PROVIDED DATA: Begin

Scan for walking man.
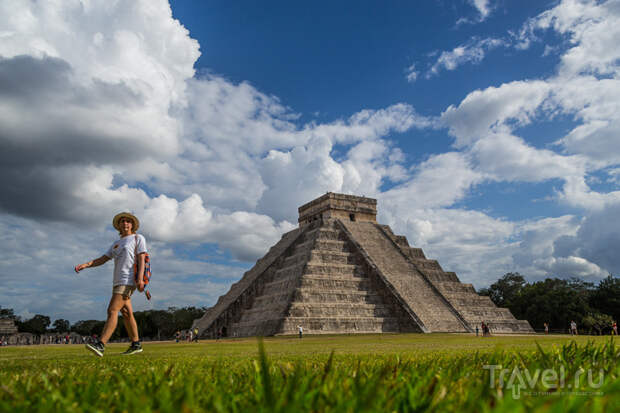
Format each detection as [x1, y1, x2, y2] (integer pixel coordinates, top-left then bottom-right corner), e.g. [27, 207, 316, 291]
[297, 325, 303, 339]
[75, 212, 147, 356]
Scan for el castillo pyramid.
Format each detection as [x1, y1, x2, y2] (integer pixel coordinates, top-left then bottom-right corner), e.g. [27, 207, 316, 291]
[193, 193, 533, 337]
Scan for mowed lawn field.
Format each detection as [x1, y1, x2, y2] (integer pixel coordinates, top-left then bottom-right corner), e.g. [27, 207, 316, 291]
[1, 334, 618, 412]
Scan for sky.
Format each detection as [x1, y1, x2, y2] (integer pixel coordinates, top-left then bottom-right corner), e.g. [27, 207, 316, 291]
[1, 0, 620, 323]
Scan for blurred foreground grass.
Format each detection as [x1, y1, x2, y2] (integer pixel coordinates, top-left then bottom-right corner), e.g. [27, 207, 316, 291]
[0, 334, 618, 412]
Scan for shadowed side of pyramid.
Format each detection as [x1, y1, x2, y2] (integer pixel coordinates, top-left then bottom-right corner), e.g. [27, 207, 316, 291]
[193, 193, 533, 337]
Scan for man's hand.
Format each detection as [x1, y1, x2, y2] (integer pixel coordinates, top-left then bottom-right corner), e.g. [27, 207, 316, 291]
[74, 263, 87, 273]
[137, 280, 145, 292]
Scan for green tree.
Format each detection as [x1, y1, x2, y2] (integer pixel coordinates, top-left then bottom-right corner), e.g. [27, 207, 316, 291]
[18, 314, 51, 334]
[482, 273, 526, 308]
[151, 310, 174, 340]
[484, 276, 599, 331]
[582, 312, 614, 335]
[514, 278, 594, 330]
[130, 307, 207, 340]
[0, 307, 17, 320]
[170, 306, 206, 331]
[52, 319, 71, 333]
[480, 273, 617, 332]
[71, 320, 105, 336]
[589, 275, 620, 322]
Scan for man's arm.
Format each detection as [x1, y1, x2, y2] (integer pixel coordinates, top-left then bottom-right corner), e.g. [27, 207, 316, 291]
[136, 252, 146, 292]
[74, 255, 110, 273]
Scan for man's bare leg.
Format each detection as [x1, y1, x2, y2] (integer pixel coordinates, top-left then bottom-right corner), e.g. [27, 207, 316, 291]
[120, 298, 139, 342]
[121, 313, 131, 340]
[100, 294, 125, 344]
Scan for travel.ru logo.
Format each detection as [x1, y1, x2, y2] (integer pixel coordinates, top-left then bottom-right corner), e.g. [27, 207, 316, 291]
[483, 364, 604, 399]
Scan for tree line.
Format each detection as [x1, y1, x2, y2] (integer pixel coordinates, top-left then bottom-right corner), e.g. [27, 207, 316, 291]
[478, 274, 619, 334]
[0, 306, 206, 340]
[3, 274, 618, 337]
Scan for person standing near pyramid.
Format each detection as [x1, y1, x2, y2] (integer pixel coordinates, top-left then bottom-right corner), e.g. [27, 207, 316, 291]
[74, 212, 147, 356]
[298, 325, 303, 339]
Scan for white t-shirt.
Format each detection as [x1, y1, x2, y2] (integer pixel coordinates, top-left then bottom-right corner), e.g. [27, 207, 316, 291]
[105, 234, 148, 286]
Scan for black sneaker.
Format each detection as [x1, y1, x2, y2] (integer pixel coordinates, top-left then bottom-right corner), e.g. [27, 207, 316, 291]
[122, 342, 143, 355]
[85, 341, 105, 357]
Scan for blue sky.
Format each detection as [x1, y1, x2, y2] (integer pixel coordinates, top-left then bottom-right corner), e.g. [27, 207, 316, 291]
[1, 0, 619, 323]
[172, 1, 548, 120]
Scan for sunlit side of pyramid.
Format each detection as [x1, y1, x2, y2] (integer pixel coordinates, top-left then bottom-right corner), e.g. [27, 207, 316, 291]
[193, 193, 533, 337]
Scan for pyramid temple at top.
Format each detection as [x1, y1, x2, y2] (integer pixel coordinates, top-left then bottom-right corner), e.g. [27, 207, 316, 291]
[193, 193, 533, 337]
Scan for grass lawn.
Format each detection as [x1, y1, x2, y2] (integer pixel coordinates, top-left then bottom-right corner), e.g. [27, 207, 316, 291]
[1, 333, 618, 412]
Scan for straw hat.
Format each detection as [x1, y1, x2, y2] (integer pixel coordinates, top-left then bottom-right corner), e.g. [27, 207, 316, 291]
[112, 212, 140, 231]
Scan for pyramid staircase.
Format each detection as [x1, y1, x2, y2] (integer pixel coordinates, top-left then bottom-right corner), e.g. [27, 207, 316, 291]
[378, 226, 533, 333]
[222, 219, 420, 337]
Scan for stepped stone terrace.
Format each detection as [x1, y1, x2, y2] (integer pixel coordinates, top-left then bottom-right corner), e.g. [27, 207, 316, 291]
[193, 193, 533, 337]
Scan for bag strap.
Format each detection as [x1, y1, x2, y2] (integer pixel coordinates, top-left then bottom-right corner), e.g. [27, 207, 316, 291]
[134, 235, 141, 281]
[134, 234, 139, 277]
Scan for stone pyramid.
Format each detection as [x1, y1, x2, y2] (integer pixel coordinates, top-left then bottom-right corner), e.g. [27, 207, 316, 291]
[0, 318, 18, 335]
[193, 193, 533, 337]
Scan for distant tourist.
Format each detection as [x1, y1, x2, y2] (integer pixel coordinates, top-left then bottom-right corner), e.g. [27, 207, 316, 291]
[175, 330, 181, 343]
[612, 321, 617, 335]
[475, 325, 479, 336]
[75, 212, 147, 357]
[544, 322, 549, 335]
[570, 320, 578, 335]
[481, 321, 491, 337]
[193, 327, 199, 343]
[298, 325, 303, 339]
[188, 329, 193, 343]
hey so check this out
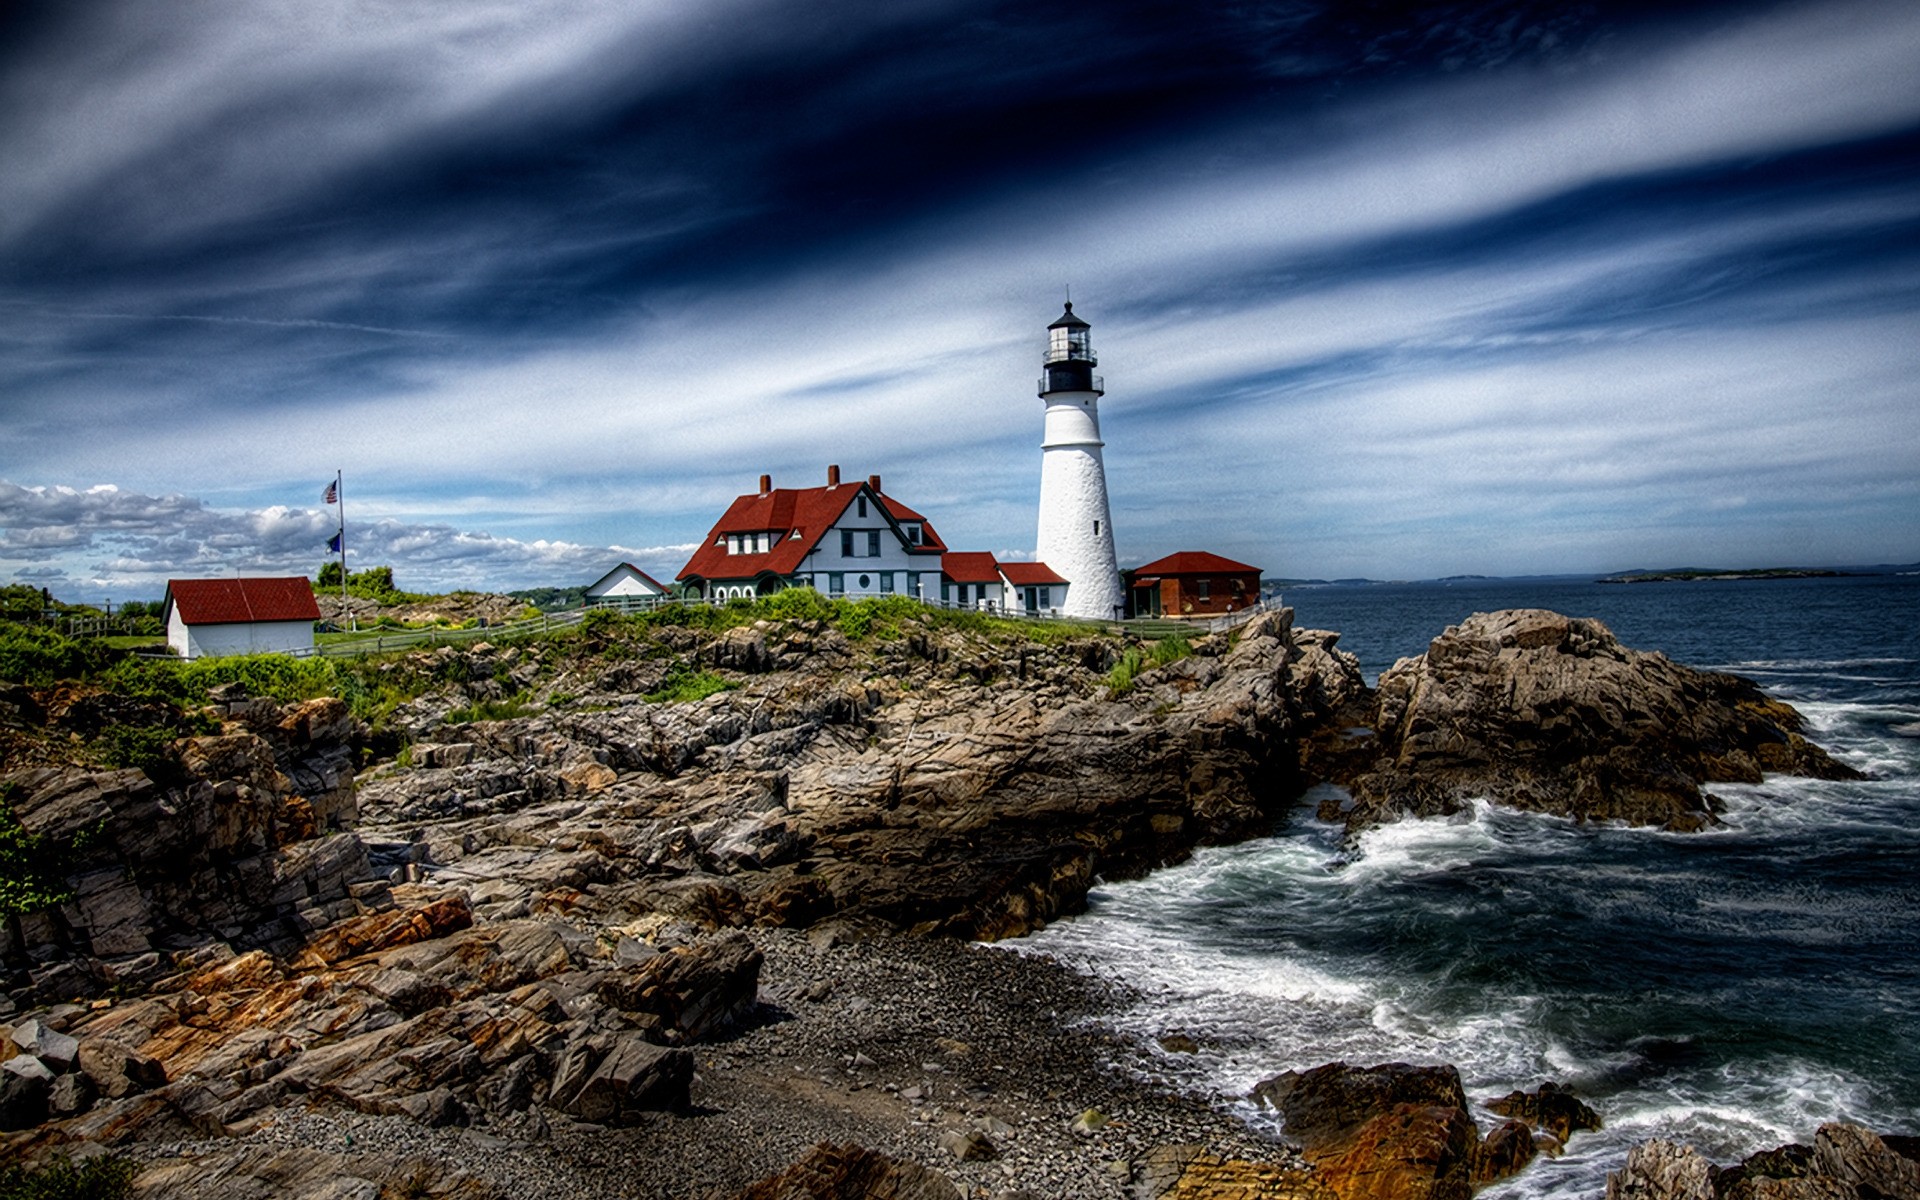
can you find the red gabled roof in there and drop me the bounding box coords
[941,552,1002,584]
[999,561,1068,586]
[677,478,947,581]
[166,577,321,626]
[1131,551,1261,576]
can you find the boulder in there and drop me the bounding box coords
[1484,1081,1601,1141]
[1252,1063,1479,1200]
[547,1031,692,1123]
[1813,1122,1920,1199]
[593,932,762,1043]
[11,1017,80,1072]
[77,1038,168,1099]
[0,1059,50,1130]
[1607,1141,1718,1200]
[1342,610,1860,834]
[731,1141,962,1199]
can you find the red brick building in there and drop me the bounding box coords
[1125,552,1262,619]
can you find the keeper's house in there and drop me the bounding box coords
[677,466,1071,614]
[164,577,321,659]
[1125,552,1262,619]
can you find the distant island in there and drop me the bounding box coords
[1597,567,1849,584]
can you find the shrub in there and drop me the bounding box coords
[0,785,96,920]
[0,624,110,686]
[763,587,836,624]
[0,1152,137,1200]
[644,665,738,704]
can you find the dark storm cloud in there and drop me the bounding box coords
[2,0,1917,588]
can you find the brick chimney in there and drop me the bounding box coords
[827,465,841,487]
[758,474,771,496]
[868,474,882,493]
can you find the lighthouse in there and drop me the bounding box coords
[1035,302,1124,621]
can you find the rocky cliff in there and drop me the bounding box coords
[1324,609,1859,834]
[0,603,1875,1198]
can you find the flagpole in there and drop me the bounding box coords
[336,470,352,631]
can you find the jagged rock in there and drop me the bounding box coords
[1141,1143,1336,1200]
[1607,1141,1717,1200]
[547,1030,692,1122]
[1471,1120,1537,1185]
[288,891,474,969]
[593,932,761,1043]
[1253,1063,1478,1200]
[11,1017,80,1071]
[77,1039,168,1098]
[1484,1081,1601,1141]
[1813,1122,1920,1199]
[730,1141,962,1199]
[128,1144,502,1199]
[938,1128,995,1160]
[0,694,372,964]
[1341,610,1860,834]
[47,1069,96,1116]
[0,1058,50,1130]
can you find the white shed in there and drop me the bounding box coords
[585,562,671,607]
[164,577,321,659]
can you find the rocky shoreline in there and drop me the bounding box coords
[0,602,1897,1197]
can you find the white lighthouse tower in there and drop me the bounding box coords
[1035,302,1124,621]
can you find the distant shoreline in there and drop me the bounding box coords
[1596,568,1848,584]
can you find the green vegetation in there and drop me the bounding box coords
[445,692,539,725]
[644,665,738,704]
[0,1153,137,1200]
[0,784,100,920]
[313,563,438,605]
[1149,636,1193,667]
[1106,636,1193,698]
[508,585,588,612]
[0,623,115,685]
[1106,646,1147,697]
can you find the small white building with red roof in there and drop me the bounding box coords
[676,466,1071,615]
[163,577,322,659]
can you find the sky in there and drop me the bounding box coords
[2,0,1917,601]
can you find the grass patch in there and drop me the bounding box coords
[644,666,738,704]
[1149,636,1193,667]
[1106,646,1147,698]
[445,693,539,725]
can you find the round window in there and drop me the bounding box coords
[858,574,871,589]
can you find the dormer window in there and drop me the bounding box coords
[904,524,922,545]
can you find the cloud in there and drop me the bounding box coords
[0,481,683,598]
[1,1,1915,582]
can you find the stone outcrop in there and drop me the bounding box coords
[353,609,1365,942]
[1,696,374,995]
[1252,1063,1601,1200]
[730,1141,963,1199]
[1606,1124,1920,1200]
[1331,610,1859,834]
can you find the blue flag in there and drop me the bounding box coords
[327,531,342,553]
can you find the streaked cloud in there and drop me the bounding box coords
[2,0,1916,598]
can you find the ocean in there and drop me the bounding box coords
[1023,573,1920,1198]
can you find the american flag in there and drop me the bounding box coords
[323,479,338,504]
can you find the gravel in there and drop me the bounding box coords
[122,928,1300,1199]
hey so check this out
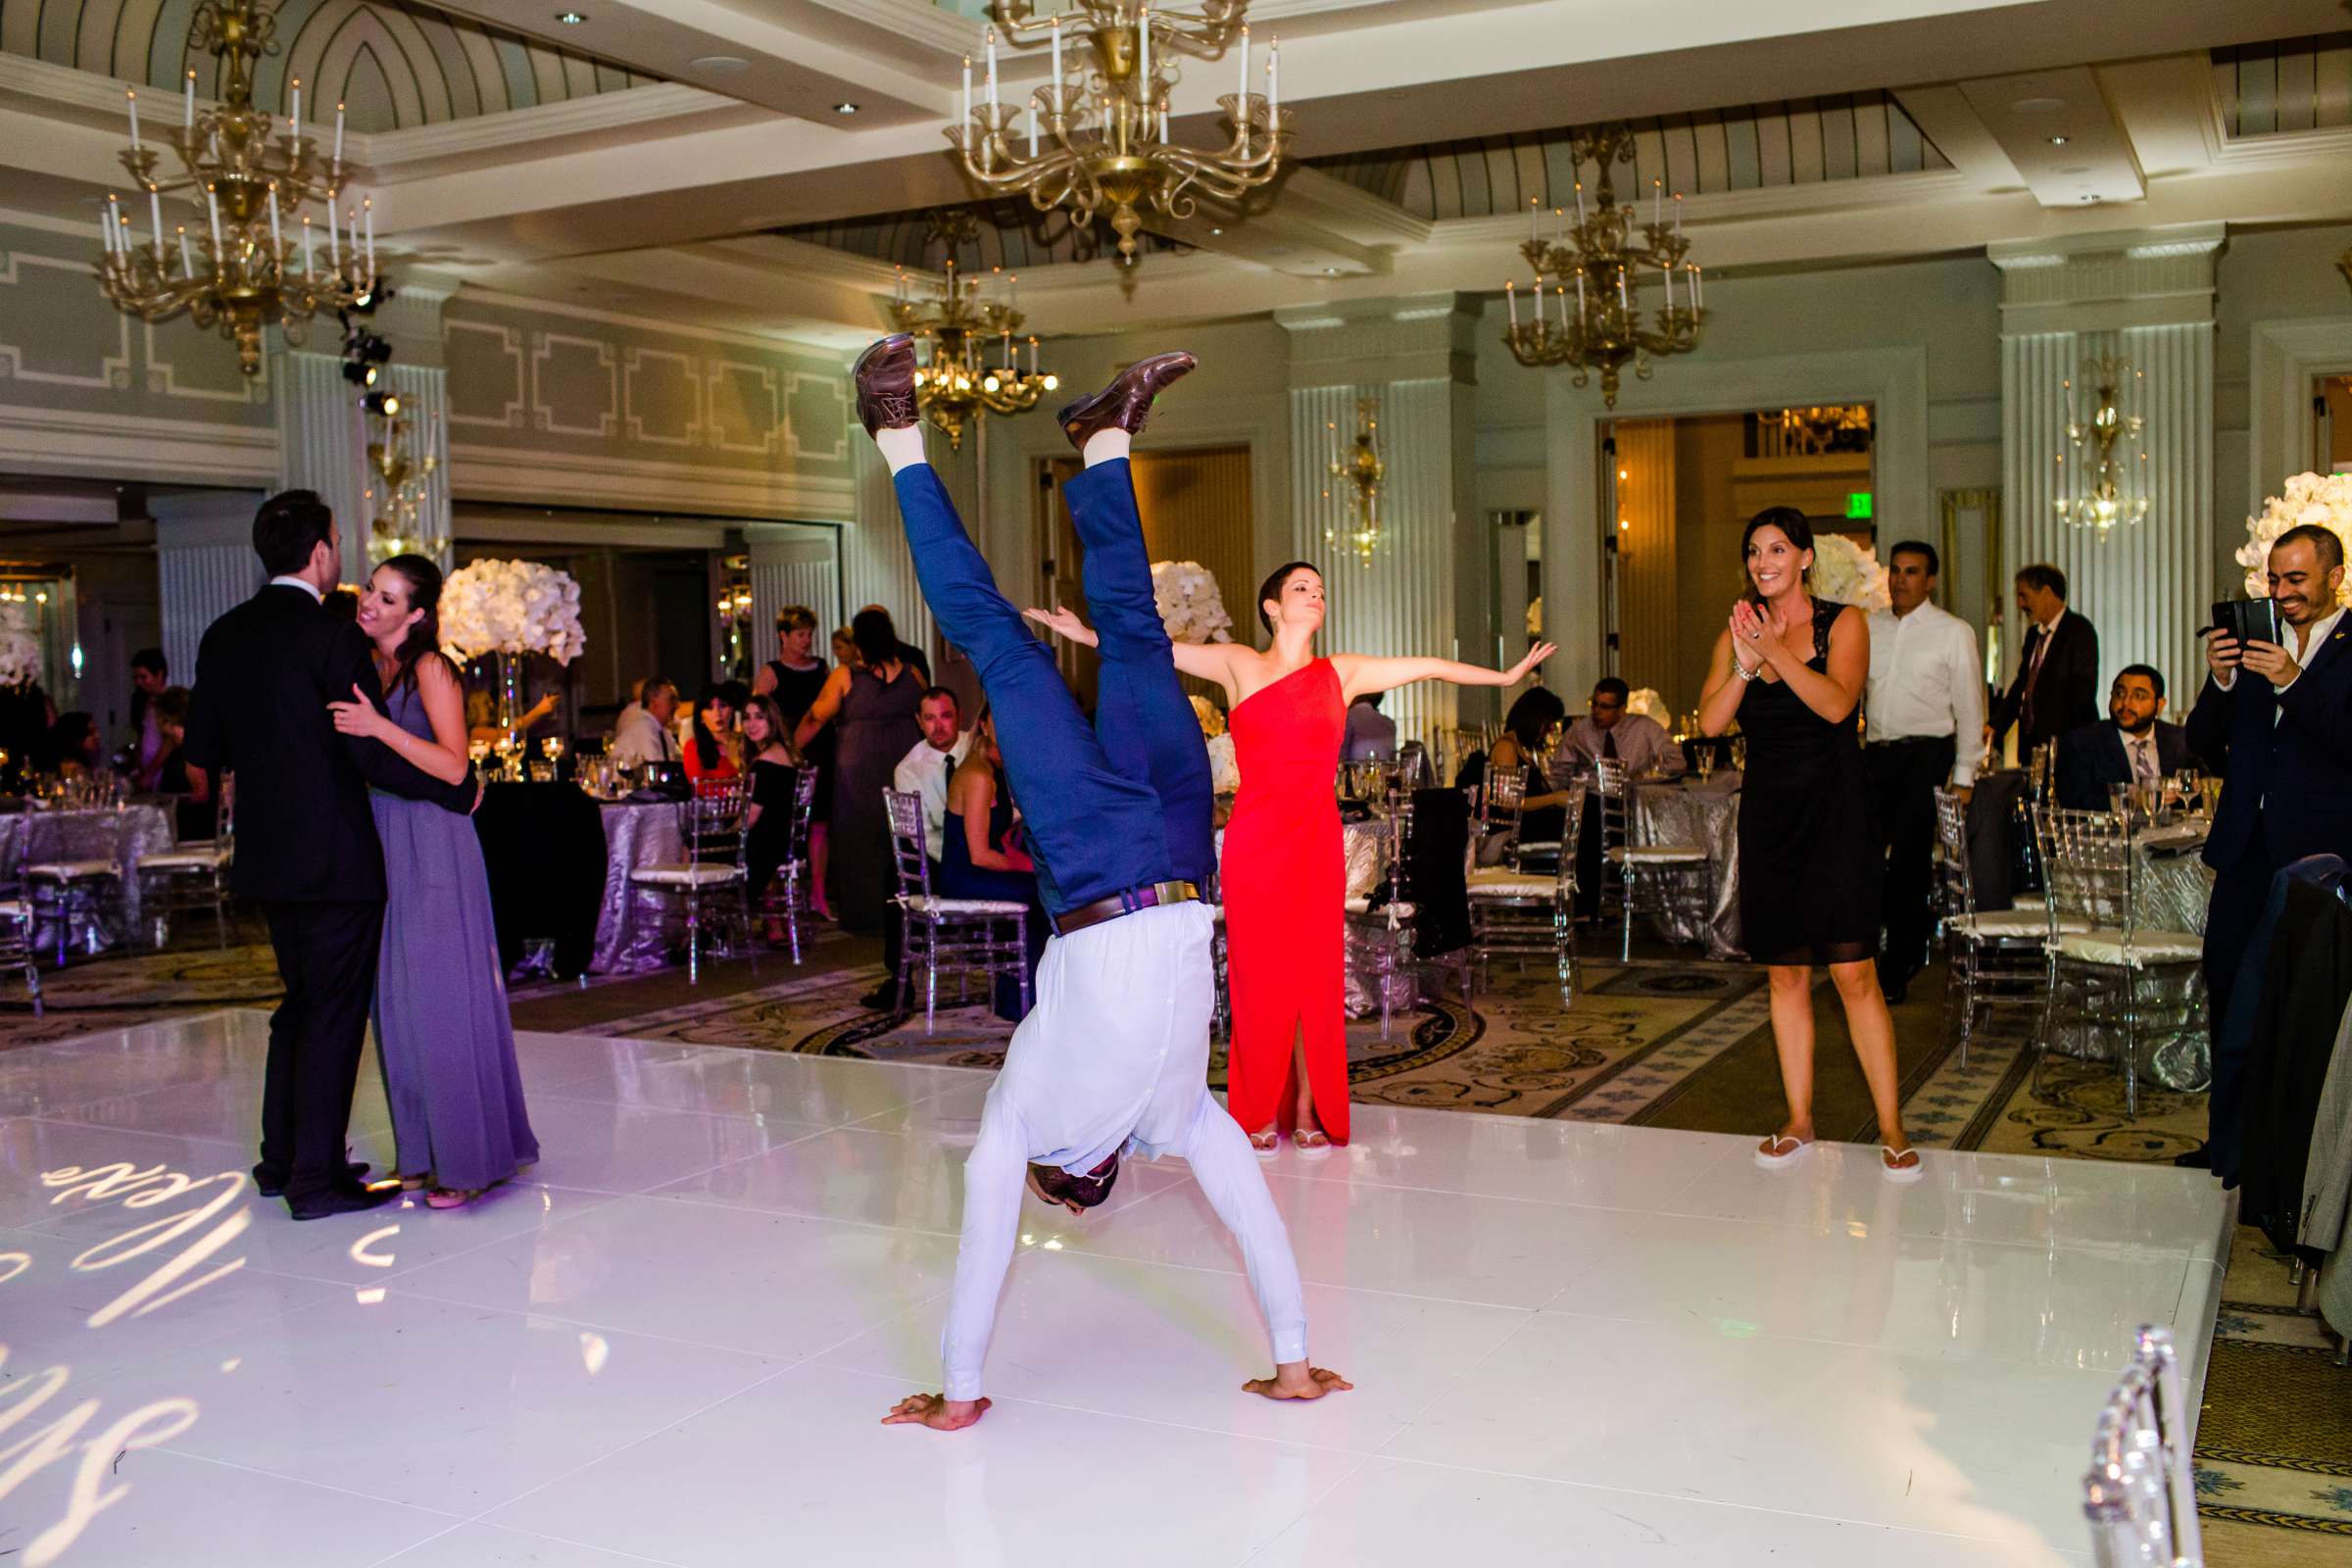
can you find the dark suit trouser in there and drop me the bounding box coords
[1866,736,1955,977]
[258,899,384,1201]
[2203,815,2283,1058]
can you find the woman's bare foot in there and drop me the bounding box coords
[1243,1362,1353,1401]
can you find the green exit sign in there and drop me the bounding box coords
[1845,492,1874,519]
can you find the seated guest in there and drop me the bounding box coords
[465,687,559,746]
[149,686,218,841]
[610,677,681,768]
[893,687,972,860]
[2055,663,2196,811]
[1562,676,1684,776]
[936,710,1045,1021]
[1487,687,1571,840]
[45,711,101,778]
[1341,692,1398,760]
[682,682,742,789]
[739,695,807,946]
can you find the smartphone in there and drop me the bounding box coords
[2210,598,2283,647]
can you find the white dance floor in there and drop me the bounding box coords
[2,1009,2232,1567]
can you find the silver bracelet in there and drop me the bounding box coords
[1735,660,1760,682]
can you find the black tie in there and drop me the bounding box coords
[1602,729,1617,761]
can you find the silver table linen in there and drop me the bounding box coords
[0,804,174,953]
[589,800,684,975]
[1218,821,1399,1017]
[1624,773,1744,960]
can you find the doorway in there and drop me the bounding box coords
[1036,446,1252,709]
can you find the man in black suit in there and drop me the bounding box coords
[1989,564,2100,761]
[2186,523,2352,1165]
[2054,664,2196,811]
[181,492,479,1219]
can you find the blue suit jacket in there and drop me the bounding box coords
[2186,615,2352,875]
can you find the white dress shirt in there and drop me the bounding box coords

PROVIDED DATA: End

[TRY IT] From the listing above, collect each line in which the string "lawn" appears.

[YOUR RESPONSE]
Scan for mowed lawn field.
Scan for grass lawn.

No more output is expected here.